──────── Teks Latihan

Oleh Bayu Adji P
REPUBLIKA.CO.ID, Pandemi Covid-19 tak hanya membuat banyak toko yang tutup. Rumah makan pun terdampak dengan penyebaran virus corona yang hingga hari ini belum juga ditemukan vaksinnya.
Di Tasikmalaya misalnya, sebuah rumah makan es sirop bojong, es campur khas Tasikmalaya, yang biasanya selalu ramai, menjadi sepi akibat pandemi Covid-19. Republika.co.id mencoba berkunjung ke kedai Es Sirup Bojong Ibu Momoh di Jalan Ampera Barat, Panglayungan, Kecamatan Cipedes, Kota Tasikmalaya, dua hari sebelum Lebaran atau Jumat (22/5).
Plang pintu di kedai itu menunjukkan tempat itu beroperasi. Namun, tak banyak aktivitas di kedai itu. Beberapa pengunjung hanya memesan, menunggu, dan mengambil, pesanan mereka. Setelah itu, pengunjung pergi meninggalkan kedai tersebut.
Pemilik kedai Es Sirop Bojong Ibu Momoh, Yuli Lili Rosidin, mengatakan, pengunjung yang datang pada momen Ramadhan kali ini memang cenderung lebih sepi dari sebelumnya. Padahal, setiap Ramadhan tempat itu selalu ramai dikunjungi banyak orang.
"Biasanya ramai, apalagi kalau mau Lebaran," kata dia kepada Republika.co.id.
Namun, sejak terjadi pandemi Covid-19, pengunjung yang datang ke tempat itu mulai berkurang. Lama-lama, alih-alih kembali normal, pengunjung yang datang justru semakin berkurang.
Biasanya, menurut dia, saat momen Ramadhan atau Idul Fitri, kedai miliknya bisa menjual hingga 150 gelas es sirop bojong per harinya. Namun, kali ini es yang laku terjual tak menentu. Kadang bisa mencapai 100, tapi lebih sering di bawah angka itu.
Yuli memperkirakan, sejak ada pandemi Covid-19 penghasilannya menurun hingga 80 persen. Apalagi pada masa-masa menjelang Lebaran seperti saat ini, pengunjung yang harusnya memuncak menjadi sepi.
"Soalnya kalau puasa atau Lebaran, banyak yang beli dari luar (daerah). Kalau sekarang kan banyak yang tak bisa mudik," kata perempuan berusia 40 tahun itu.

────────────────

▸ **Tugas Latihan**
1/ Menurut teks tentang kedai es sirop bojong di Tasikmalaya, berapa gelas es sirop bojong yang biasanya terjual per hari saat Ramadhan atau Idul Fitri?
2/ Lanjutkan teks tentang kedai es sirop bojong di Tasikmalaya mulai setelah kalimat terakhirnya.

──────── Kumpulan Baris

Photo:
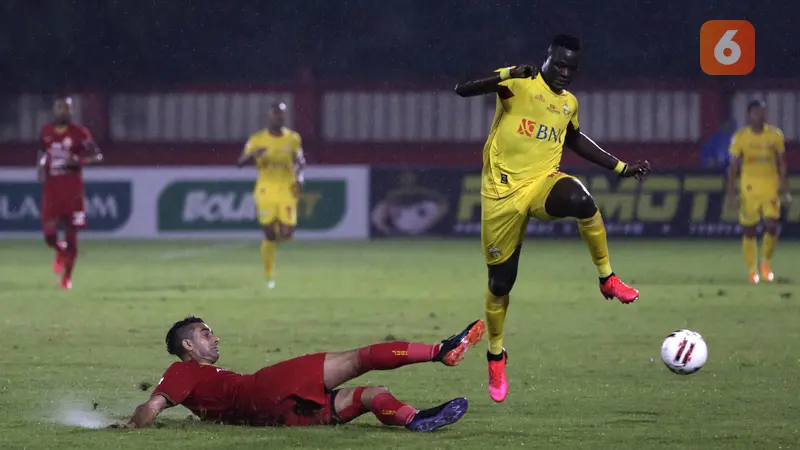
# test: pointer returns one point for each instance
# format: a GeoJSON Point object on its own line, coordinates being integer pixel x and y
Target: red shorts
{"type": "Point", "coordinates": [63, 207]}
{"type": "Point", "coordinates": [292, 393]}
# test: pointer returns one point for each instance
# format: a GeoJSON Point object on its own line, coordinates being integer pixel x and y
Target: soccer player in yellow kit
{"type": "Point", "coordinates": [278, 154]}
{"type": "Point", "coordinates": [534, 118]}
{"type": "Point", "coordinates": [757, 154]}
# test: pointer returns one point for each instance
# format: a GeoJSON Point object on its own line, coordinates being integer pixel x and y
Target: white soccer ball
{"type": "Point", "coordinates": [684, 352]}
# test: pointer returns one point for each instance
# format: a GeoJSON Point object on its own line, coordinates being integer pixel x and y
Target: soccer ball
{"type": "Point", "coordinates": [684, 352]}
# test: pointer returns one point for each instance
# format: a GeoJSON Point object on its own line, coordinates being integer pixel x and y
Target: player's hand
{"type": "Point", "coordinates": [637, 170]}
{"type": "Point", "coordinates": [733, 200]}
{"type": "Point", "coordinates": [524, 71]}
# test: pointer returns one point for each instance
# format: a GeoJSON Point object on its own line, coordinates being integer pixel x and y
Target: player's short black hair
{"type": "Point", "coordinates": [178, 333]}
{"type": "Point", "coordinates": [64, 97]}
{"type": "Point", "coordinates": [566, 41]}
{"type": "Point", "coordinates": [755, 104]}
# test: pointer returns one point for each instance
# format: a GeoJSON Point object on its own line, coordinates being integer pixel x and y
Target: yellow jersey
{"type": "Point", "coordinates": [759, 155]}
{"type": "Point", "coordinates": [276, 166]}
{"type": "Point", "coordinates": [527, 135]}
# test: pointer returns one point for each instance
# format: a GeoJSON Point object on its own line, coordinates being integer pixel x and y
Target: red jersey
{"type": "Point", "coordinates": [288, 393]}
{"type": "Point", "coordinates": [61, 143]}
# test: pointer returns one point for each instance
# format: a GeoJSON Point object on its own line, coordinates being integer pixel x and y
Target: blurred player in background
{"type": "Point", "coordinates": [65, 149]}
{"type": "Point", "coordinates": [535, 117]}
{"type": "Point", "coordinates": [758, 162]}
{"type": "Point", "coordinates": [302, 391]}
{"type": "Point", "coordinates": [278, 155]}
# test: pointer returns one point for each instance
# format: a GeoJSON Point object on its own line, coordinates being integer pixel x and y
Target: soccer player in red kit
{"type": "Point", "coordinates": [66, 148]}
{"type": "Point", "coordinates": [302, 391]}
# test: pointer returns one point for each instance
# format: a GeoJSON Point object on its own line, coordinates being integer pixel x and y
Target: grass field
{"type": "Point", "coordinates": [584, 373]}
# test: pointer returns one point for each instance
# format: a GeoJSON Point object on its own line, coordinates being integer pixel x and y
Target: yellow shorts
{"type": "Point", "coordinates": [271, 209]}
{"type": "Point", "coordinates": [504, 221]}
{"type": "Point", "coordinates": [753, 206]}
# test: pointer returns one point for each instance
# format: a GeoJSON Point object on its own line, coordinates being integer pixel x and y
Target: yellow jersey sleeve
{"type": "Point", "coordinates": [252, 144]}
{"type": "Point", "coordinates": [510, 82]}
{"type": "Point", "coordinates": [736, 146]}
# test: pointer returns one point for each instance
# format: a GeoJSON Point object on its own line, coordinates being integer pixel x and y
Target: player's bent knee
{"type": "Point", "coordinates": [771, 227]}
{"type": "Point", "coordinates": [371, 392]}
{"type": "Point", "coordinates": [269, 232]}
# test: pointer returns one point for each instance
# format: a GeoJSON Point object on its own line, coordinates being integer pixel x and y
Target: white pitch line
{"type": "Point", "coordinates": [189, 253]}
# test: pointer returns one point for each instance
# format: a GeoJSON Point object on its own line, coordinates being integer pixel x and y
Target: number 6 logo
{"type": "Point", "coordinates": [727, 47]}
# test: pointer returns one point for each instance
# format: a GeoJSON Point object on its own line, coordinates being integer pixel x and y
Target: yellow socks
{"type": "Point", "coordinates": [767, 247]}
{"type": "Point", "coordinates": [750, 248]}
{"type": "Point", "coordinates": [593, 231]}
{"type": "Point", "coordinates": [268, 257]}
{"type": "Point", "coordinates": [496, 308]}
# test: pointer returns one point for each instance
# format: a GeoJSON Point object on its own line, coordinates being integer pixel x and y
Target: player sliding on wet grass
{"type": "Point", "coordinates": [535, 117]}
{"type": "Point", "coordinates": [301, 391]}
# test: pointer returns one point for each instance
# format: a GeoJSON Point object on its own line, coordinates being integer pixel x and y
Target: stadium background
{"type": "Point", "coordinates": [393, 151]}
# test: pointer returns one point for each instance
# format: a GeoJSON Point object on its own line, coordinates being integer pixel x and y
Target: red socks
{"type": "Point", "coordinates": [391, 355]}
{"type": "Point", "coordinates": [391, 411]}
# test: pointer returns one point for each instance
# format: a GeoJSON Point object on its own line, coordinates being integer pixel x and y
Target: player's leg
{"type": "Point", "coordinates": [772, 212]}
{"type": "Point", "coordinates": [269, 245]}
{"type": "Point", "coordinates": [50, 231]}
{"type": "Point", "coordinates": [749, 217]}
{"type": "Point", "coordinates": [502, 232]}
{"type": "Point", "coordinates": [268, 218]}
{"type": "Point", "coordinates": [340, 367]}
{"type": "Point", "coordinates": [568, 197]}
{"type": "Point", "coordinates": [350, 403]}
{"type": "Point", "coordinates": [287, 220]}
{"type": "Point", "coordinates": [70, 253]}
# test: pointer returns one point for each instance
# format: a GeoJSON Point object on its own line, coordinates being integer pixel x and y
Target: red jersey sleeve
{"type": "Point", "coordinates": [178, 382]}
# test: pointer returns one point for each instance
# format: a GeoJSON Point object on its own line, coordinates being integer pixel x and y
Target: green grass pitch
{"type": "Point", "coordinates": [584, 372]}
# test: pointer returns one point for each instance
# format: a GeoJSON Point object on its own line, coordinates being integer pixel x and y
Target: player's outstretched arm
{"type": "Point", "coordinates": [41, 166]}
{"type": "Point", "coordinates": [590, 151]}
{"type": "Point", "coordinates": [783, 173]}
{"type": "Point", "coordinates": [247, 157]}
{"type": "Point", "coordinates": [146, 413]}
{"type": "Point", "coordinates": [491, 84]}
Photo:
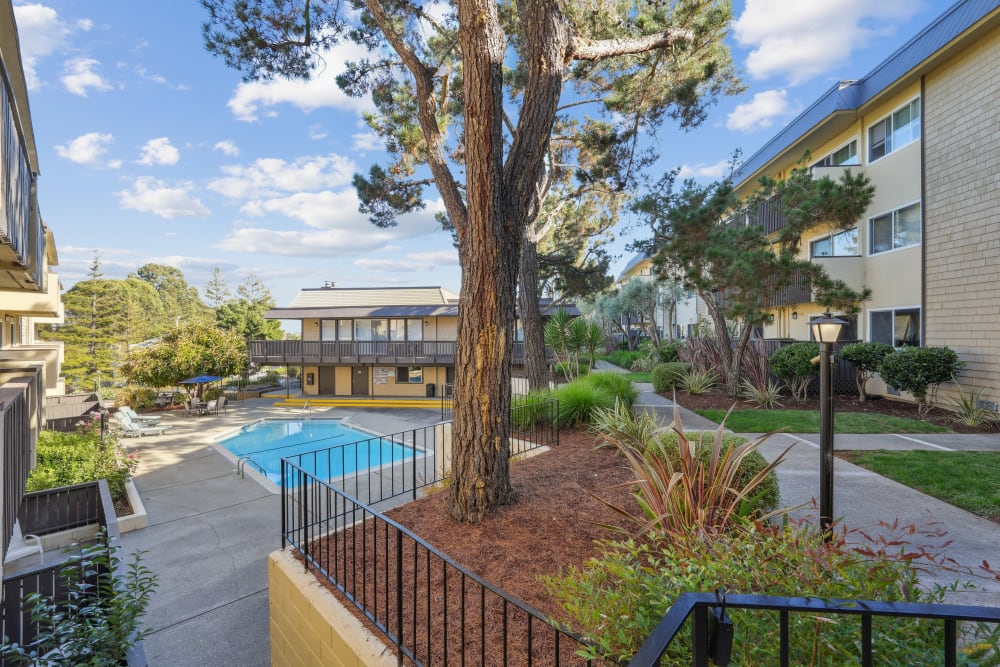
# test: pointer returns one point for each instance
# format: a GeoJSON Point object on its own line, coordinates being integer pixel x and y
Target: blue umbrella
{"type": "Point", "coordinates": [201, 379]}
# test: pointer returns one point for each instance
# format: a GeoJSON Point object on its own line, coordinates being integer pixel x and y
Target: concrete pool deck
{"type": "Point", "coordinates": [210, 532]}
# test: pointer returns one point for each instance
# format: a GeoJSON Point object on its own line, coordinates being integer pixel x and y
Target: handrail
{"type": "Point", "coordinates": [699, 605]}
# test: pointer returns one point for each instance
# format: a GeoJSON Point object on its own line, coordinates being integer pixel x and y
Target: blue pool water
{"type": "Point", "coordinates": [322, 447]}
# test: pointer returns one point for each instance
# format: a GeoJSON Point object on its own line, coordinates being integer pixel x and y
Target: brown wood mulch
{"type": "Point", "coordinates": [555, 523]}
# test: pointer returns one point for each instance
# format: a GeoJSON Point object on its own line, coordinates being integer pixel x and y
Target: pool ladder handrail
{"type": "Point", "coordinates": [247, 460]}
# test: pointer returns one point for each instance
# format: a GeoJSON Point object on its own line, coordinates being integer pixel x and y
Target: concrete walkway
{"type": "Point", "coordinates": [210, 532]}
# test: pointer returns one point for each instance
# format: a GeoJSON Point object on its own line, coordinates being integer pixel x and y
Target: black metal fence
{"type": "Point", "coordinates": [42, 513]}
{"type": "Point", "coordinates": [713, 640]}
{"type": "Point", "coordinates": [429, 607]}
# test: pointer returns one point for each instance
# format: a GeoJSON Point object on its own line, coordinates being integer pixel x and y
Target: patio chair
{"type": "Point", "coordinates": [141, 420]}
{"type": "Point", "coordinates": [132, 430]}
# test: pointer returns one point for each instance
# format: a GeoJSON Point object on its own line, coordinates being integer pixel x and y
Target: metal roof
{"type": "Point", "coordinates": [849, 96]}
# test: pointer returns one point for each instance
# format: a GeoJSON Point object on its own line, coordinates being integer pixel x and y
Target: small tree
{"type": "Point", "coordinates": [867, 359]}
{"type": "Point", "coordinates": [794, 364]}
{"type": "Point", "coordinates": [920, 371]}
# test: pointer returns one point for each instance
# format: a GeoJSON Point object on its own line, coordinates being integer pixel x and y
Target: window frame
{"type": "Point", "coordinates": [893, 310]}
{"type": "Point", "coordinates": [890, 129]}
{"type": "Point", "coordinates": [894, 217]}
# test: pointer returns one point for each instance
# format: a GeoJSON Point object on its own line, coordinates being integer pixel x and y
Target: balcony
{"type": "Point", "coordinates": [346, 352]}
{"type": "Point", "coordinates": [34, 302]}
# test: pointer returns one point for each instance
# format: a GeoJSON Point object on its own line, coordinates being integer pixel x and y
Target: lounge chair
{"type": "Point", "coordinates": [141, 420]}
{"type": "Point", "coordinates": [133, 430]}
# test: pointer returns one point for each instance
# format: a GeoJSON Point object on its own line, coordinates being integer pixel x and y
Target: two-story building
{"type": "Point", "coordinates": [923, 127]}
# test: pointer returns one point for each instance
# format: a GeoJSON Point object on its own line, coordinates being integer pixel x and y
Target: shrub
{"type": "Point", "coordinates": [698, 383]}
{"type": "Point", "coordinates": [615, 384]}
{"type": "Point", "coordinates": [765, 397]}
{"type": "Point", "coordinates": [135, 396]}
{"type": "Point", "coordinates": [965, 409]}
{"type": "Point", "coordinates": [921, 370]}
{"type": "Point", "coordinates": [617, 599]}
{"type": "Point", "coordinates": [866, 358]}
{"type": "Point", "coordinates": [89, 625]}
{"type": "Point", "coordinates": [73, 458]}
{"type": "Point", "coordinates": [691, 481]}
{"type": "Point", "coordinates": [793, 364]}
{"type": "Point", "coordinates": [667, 377]}
{"type": "Point", "coordinates": [578, 400]}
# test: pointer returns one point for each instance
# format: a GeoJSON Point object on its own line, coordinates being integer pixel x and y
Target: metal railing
{"type": "Point", "coordinates": [429, 607]}
{"type": "Point", "coordinates": [42, 513]}
{"type": "Point", "coordinates": [701, 608]}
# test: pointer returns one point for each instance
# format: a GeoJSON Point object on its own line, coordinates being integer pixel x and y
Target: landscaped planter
{"type": "Point", "coordinates": [137, 519]}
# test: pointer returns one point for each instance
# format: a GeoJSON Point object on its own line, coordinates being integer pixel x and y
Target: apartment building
{"type": "Point", "coordinates": [924, 127]}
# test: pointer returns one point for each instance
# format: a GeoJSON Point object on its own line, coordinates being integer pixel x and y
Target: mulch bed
{"type": "Point", "coordinates": [555, 524]}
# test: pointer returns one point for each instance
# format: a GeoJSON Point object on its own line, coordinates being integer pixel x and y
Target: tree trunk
{"type": "Point", "coordinates": [531, 317]}
{"type": "Point", "coordinates": [489, 251]}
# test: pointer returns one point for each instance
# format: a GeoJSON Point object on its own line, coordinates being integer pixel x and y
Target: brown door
{"type": "Point", "coordinates": [326, 385]}
{"type": "Point", "coordinates": [359, 381]}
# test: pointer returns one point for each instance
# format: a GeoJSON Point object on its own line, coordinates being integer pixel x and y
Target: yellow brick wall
{"type": "Point", "coordinates": [962, 211]}
{"type": "Point", "coordinates": [309, 627]}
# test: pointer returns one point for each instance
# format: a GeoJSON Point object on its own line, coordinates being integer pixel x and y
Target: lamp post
{"type": "Point", "coordinates": [826, 329]}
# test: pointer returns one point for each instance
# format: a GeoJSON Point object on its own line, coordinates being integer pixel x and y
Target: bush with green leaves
{"type": "Point", "coordinates": [616, 599]}
{"type": "Point", "coordinates": [866, 358]}
{"type": "Point", "coordinates": [667, 377]}
{"type": "Point", "coordinates": [920, 371]}
{"type": "Point", "coordinates": [74, 458]}
{"type": "Point", "coordinates": [794, 364]}
{"type": "Point", "coordinates": [91, 624]}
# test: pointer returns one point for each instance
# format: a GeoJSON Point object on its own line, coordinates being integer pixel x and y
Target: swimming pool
{"type": "Point", "coordinates": [267, 441]}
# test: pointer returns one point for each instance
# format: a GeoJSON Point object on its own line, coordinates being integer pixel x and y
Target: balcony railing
{"type": "Point", "coordinates": [389, 352]}
{"type": "Point", "coordinates": [20, 401]}
{"type": "Point", "coordinates": [44, 513]}
{"type": "Point", "coordinates": [714, 640]}
{"type": "Point", "coordinates": [22, 236]}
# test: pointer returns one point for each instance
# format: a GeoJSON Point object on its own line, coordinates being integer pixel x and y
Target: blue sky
{"type": "Point", "coordinates": [152, 150]}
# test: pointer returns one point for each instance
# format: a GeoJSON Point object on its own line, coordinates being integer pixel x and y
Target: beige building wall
{"type": "Point", "coordinates": [962, 216]}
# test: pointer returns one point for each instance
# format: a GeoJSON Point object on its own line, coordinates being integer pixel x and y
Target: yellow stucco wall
{"type": "Point", "coordinates": [310, 627]}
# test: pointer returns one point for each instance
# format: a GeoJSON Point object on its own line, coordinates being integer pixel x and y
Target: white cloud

────────────────

▸ **Jawaban Bernomor**
1/ Hingga 150 gelas per hari.

2/
Selama Ramadhan, kedai Es Sirop Bojong Ibu Momoh memang sengaja tak melayani pengujung yang ingin makan di kedai. Kedai itu hanya beroperasi hingga Magrib tiba. Sementara pengujung yang mau membeli harus membawanya ke rumah masing-masing untuk berbuka puasa.
Kendati begitu, kedai itu biasa buka pada hari pertama Lebaran. Sebab, menurut dia, banyak pengujung yang datang bersama keluarganya untuk menikmati kesegaran es bojong pada momen Lebaran.
"Paling nikmat itu minun es bojong setelah makan siomay," kata Yuli.
Namun, ia ragu momen Lebaran kali ini akan ramai seperti biasanya. Sebab, saat ini banyak warga dari kota besar yang tak mudik ke kampung halamannya, salah satunya ke Tasikmalaya.
Usaha turun-temurun
Yuli merupakan generasi kedua keluarga pejual es sirop bojong Ibu Momoh. Usaha yang berdiri sejak 1972 itu dirintis oleh orang tuanya. Es bojong diklaim dibuat oleh Ibu Momoh, yang merupakan ibunda Yuli.
Nama Ibu Momoh di Tasikmalaya memang sudah tidak asing lagi. Ia dikenal sebagai pelopor es sirop bojong.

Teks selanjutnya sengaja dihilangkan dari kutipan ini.